* **Given data**:
>> START

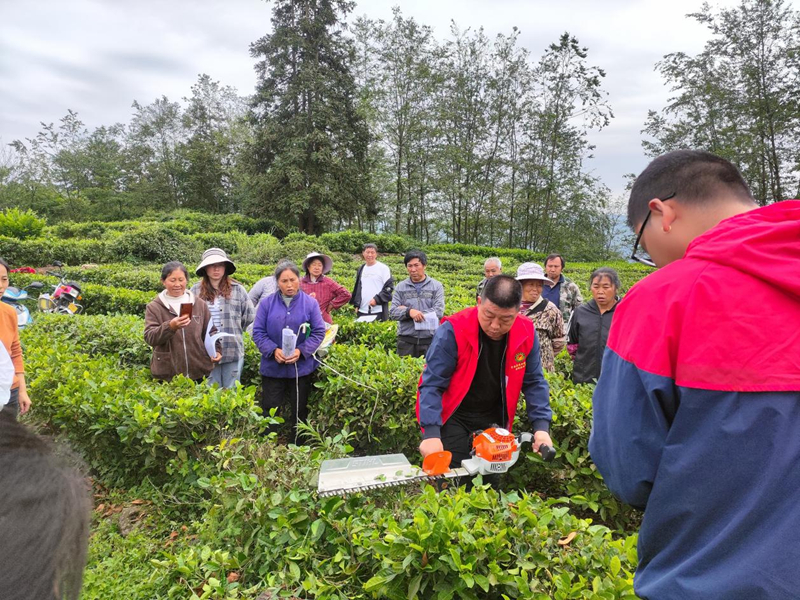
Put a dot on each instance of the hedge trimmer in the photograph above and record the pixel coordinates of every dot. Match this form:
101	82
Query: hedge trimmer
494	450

>> END
>> START

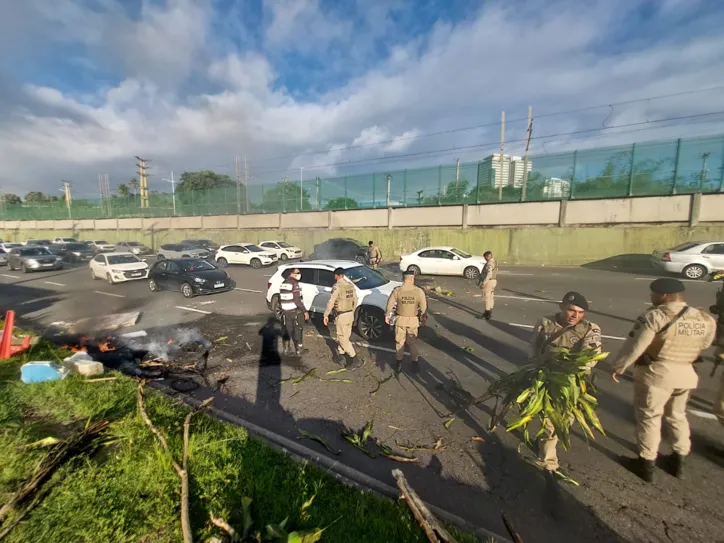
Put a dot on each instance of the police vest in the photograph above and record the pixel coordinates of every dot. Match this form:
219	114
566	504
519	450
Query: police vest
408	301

>> END

Locate every line in the listing above that contains the word "each" and copy those lines out in full.

* **Solution below**:
Put a dot on each instance of the hedge trimmer in the photograph above and record the pixel coordinates of every dot. Match this form:
Put a dot on each instance of the police vest in the photograph above and record the pixel coordinates of every dot. Match this form:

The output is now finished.